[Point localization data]
>>>>

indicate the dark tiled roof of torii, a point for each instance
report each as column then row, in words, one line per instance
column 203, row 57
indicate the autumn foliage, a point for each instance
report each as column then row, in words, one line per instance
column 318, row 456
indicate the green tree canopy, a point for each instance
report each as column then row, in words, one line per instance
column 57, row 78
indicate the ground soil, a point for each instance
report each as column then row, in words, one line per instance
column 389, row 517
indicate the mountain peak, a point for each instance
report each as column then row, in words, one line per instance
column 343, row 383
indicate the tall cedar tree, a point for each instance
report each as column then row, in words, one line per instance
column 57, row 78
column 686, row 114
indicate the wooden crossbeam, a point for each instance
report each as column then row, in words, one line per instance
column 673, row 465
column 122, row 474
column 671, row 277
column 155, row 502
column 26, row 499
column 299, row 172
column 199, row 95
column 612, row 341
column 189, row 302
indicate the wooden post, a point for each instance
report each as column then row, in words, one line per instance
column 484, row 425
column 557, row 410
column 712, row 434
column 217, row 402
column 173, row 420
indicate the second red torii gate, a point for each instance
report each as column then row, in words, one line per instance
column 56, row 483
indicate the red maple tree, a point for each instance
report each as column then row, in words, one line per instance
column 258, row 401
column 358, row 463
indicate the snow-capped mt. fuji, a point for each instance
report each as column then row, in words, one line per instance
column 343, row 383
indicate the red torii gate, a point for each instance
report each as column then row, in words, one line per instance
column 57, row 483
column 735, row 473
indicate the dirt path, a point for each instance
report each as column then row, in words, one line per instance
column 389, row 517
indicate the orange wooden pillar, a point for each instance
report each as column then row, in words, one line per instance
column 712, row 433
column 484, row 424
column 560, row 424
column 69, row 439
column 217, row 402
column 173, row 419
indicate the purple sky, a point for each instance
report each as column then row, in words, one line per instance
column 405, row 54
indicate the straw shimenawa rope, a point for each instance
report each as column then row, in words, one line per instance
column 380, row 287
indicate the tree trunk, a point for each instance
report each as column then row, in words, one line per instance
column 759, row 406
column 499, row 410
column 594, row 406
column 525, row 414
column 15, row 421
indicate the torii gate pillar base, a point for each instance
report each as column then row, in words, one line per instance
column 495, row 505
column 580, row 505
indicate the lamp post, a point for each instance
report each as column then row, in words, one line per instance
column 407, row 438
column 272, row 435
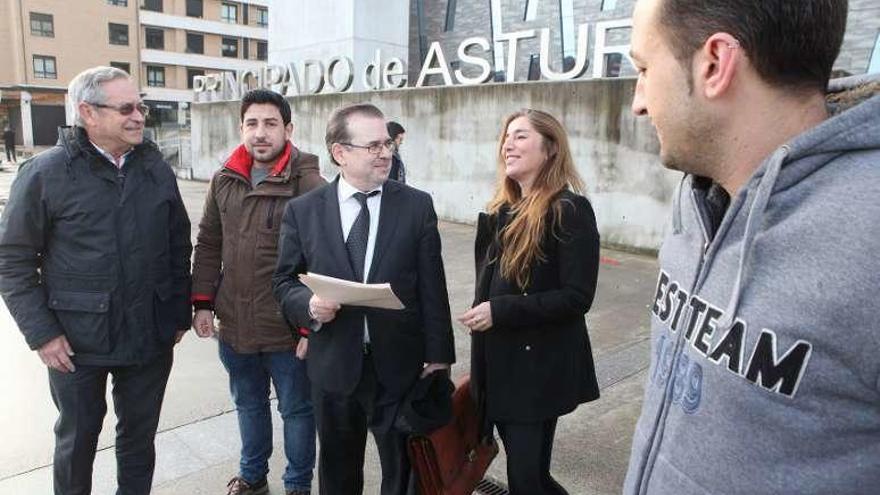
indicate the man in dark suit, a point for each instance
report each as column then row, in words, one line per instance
column 362, row 361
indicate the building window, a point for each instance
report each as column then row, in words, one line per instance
column 118, row 34
column 155, row 76
column 195, row 43
column 195, row 8
column 44, row 67
column 229, row 13
column 192, row 73
column 122, row 66
column 450, row 15
column 154, row 5
column 534, row 67
column 229, row 48
column 155, row 38
column 42, row 25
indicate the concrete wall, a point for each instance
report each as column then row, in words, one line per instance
column 452, row 136
column 306, row 29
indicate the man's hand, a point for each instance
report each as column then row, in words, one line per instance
column 322, row 311
column 478, row 318
column 56, row 354
column 432, row 367
column 302, row 348
column 203, row 323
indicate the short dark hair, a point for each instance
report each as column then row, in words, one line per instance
column 337, row 126
column 260, row 96
column 394, row 129
column 790, row 43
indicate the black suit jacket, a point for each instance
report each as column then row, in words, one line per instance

<<<<

WHAT THE TASK REQUIRES>
This task calls for the number of lines in the entries that contain the string "suit", with no accompanying text.

PROBLEM SOLUTION>
2